Your objective | A single number is the answer: how many lines of the data hold "positive"?

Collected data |
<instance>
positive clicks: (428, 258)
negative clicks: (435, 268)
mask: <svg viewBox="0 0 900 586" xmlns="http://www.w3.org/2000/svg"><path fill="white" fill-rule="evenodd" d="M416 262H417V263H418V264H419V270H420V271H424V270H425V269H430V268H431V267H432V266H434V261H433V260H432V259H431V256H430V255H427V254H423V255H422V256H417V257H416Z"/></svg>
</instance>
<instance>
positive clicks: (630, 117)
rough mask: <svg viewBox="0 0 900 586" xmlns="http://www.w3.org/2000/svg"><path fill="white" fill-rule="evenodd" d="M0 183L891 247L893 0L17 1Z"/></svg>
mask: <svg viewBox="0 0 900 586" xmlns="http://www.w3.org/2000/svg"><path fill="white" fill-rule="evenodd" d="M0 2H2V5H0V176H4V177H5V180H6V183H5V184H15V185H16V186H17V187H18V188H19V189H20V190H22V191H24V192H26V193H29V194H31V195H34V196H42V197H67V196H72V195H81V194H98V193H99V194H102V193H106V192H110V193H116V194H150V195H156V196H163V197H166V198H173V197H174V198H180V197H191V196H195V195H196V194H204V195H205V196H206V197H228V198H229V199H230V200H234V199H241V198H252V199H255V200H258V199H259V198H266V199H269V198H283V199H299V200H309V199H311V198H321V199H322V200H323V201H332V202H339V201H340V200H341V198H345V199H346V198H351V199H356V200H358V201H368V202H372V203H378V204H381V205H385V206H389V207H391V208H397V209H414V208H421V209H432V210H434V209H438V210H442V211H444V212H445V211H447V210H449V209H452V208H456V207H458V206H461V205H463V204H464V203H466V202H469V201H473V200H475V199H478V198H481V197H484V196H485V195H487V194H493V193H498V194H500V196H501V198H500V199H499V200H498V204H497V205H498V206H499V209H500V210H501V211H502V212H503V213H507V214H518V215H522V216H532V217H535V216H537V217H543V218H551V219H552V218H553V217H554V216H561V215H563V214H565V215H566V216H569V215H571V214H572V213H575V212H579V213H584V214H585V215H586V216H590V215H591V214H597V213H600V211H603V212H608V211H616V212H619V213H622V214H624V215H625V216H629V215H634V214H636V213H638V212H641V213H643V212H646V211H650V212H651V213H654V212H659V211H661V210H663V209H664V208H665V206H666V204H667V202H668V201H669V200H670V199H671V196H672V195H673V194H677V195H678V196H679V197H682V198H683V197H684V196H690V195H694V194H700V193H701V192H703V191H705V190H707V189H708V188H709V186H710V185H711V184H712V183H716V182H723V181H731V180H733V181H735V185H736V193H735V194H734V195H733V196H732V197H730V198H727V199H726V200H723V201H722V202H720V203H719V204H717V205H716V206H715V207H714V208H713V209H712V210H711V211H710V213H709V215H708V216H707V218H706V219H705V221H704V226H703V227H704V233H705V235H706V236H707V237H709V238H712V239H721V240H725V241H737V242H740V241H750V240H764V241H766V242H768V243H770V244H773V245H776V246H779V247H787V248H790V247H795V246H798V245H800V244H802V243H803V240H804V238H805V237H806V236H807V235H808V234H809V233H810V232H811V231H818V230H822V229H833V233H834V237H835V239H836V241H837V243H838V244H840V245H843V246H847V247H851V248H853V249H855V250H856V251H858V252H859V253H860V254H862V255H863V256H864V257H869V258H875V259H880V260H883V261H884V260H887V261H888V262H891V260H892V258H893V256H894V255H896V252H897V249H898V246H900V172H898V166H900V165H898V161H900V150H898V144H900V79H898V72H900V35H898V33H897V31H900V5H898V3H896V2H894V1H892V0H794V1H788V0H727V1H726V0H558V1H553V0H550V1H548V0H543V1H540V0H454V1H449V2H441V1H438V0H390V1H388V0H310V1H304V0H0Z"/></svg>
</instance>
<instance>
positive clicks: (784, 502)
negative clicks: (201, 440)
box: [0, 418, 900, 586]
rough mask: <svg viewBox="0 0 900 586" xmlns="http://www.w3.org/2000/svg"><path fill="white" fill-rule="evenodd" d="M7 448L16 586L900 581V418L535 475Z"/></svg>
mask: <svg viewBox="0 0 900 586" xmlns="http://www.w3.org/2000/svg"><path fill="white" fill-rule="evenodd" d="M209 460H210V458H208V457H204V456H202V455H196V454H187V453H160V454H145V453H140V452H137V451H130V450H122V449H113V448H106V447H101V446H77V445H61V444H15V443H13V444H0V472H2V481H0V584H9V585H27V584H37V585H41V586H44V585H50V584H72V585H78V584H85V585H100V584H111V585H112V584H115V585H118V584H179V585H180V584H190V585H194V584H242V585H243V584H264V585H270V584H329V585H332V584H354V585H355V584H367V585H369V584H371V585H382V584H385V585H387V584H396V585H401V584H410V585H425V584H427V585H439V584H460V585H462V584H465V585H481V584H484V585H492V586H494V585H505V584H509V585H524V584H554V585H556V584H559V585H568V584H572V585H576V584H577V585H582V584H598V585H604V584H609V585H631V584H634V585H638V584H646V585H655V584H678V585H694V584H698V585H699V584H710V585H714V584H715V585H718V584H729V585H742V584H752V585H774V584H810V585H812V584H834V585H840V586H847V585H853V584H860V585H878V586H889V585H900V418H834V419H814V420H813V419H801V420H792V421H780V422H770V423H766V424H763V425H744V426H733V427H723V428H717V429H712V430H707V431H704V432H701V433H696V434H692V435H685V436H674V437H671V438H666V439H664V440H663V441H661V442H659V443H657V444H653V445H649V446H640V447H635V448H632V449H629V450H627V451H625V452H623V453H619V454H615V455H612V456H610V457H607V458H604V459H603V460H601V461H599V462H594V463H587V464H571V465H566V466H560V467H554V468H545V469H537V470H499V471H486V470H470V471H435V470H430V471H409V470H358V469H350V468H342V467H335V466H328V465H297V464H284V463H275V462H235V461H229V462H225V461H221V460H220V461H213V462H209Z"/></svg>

Response for this exercise | 3